Assignment: Every record below should be transcribed exactly. Omit the images.

Information provided:
-- Opening Marker --

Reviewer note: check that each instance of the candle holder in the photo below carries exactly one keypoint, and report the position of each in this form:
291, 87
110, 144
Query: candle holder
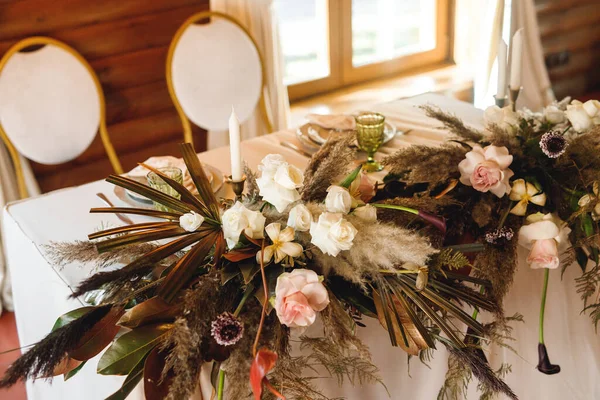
501, 101
514, 95
236, 186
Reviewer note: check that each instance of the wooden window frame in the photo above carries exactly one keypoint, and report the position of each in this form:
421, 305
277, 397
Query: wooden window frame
342, 73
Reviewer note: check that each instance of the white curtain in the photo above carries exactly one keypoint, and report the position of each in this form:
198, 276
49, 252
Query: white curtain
537, 90
479, 26
259, 18
9, 191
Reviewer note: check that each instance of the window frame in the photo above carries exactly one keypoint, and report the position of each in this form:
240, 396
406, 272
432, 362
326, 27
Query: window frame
341, 71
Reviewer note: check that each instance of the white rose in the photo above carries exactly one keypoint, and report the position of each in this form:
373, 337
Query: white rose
289, 177
300, 218
338, 199
332, 233
554, 115
239, 219
367, 213
191, 221
503, 117
578, 116
279, 181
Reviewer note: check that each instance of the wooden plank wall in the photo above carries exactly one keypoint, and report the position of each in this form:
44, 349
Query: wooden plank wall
570, 31
126, 43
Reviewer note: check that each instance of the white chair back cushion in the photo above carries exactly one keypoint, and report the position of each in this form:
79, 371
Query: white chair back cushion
216, 66
49, 105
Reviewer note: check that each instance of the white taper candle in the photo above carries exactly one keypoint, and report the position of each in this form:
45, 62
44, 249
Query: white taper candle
516, 53
234, 146
501, 91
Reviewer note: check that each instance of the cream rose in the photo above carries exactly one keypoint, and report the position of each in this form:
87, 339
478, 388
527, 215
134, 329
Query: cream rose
299, 295
332, 233
553, 114
191, 221
583, 116
238, 219
300, 218
546, 237
279, 181
366, 213
338, 200
487, 169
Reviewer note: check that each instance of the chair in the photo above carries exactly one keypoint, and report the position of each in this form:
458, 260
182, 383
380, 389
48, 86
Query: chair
212, 67
51, 105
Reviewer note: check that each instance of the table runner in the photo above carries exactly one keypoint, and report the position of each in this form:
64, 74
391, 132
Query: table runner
63, 215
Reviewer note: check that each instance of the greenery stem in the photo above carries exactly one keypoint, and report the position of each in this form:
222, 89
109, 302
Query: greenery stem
395, 207
543, 304
264, 309
221, 385
247, 294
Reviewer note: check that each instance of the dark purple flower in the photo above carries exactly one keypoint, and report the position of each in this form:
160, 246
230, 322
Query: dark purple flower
499, 235
544, 364
553, 144
227, 330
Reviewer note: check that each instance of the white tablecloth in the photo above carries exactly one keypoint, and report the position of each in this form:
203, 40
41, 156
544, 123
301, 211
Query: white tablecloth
40, 290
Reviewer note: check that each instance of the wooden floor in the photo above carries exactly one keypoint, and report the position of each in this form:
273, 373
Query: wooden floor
9, 340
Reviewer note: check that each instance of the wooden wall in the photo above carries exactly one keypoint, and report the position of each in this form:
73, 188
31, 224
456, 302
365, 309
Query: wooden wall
126, 43
570, 31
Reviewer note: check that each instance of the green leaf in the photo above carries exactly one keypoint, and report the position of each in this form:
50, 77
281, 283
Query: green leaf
74, 371
134, 377
128, 350
71, 316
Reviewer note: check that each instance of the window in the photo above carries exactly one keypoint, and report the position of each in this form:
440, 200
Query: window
328, 44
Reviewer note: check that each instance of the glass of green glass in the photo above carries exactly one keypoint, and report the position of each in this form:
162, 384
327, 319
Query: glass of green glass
369, 135
156, 182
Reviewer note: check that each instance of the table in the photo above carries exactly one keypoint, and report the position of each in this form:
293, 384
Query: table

-- Closing Marker --

Output of the task:
Reviewer note: check that each instance of the candle holder in the photo below carries exactly one keypoint, and report the position of each in this form:
291, 87
110, 144
Query: candle holder
501, 101
514, 95
236, 186
Reviewer note: check that each instance of the wooden window frame in the photo above carries exactly one keypoint, and report the position of each in this form:
421, 305
277, 397
Query: wooden window frame
342, 73
Reviewer note: check that each instance of the white curtain in the photo above carries exactly one keypoint, and report the position of each in this form:
198, 276
49, 252
Query: white curtain
537, 90
479, 26
259, 18
9, 191
Reviewer note: check that each instance of the window frame in the photo above carries exactly one keypoint, and report the position of each in this form:
240, 396
406, 272
432, 362
326, 27
Query: window frame
341, 71
Reviewer note: check that each instance of the white rose in the photo above carries exactly one keypoint, and report the position of each in this form:
373, 337
Query: white rose
289, 177
300, 218
338, 199
332, 233
554, 115
239, 219
367, 213
191, 221
503, 117
578, 116
279, 181
Reviewer note: check that each instance of the wooden plank wall in the photo above carries exactly one keypoint, and report the position of each in this form:
44, 349
Query: wooden plank wall
570, 31
126, 43
Reviewer note: check that each instance of the white chair back cushion in the photo above carries exactly one keypoint, and report the position of each in this form:
79, 371
Query: white chair back cushion
216, 66
49, 105
Reviewer note: check that each instance of the white taper candle in the photo above carries exactly one keypoint, and report the position of each in this form:
45, 62
44, 249
Query: white taper candle
516, 53
234, 146
501, 91
Reviewer note: check that each instance of the cream rose in the photo above carries exactly one keypoint, and report the position of each in this form:
87, 339
478, 388
527, 215
134, 329
Query: cream rose
299, 295
332, 233
553, 114
191, 221
583, 116
238, 219
300, 218
546, 237
279, 181
366, 213
338, 200
487, 169
Reviewer note: check that each instance of the chair in the photo above carries exactly one keypoint, and report the position of each in this form:
458, 260
182, 383
380, 389
48, 86
Query: chair
212, 67
51, 105
Reviewer note: check that each instance of the table runner in the photo above carries exactly one keypoint, and report the position of each in this form:
64, 74
391, 132
Query: table runner
63, 215
Reviewer note: check that each instance of the greenery stem in the photo above carries exactly one keypoint, and report the position of each in this form:
222, 89
109, 302
Query: greenery stem
395, 207
543, 304
264, 309
221, 385
247, 294
Reviewer note: check that each instance of the dark purple flower in the photo above carries exactly one keypoint, and report the position of each in this form:
160, 246
230, 322
Query: dark purple flower
499, 235
544, 364
553, 144
227, 330
Reviewer note: check that each instance of the white tablecloth in the photo above carries exactly one keypoint, and report the position of each in this form:
203, 40
41, 156
544, 123
301, 211
Query: white tablecloth
40, 290
Reviewer note: check that each instance of the wooden floor in the photo above carries exactly one keypoint, and report the position of each in this form:
273, 373
Query: wooden floor
9, 340
Reviewer note: check that each instance of the wooden wall in the photo above carries exactly one keypoint, and report the position of each in this form:
73, 188
31, 224
456, 302
365, 309
Query: wooden wall
126, 43
570, 31
Reviewer note: check that each instance of the green leaf in the photo above carries exactly one keypoint, and report the position of each in this form:
50, 77
281, 283
Query: green leaf
74, 371
134, 377
128, 350
71, 316
Reviewer note: check that each instance of the window in the photo above carries exactly one keypoint, and report the position of each in this form:
440, 200
Query: window
328, 44
Reviewer note: check that each instance of the glass of green glass in the photo above carries exactly one keypoint, and report the position of each in this form:
162, 384
327, 319
Query: glass of green glass
369, 135
156, 182
Reviewer note: check that each instance of the table in the photo above carries exactly one keypoint, and report the position of each in this form:
293, 384
Query: table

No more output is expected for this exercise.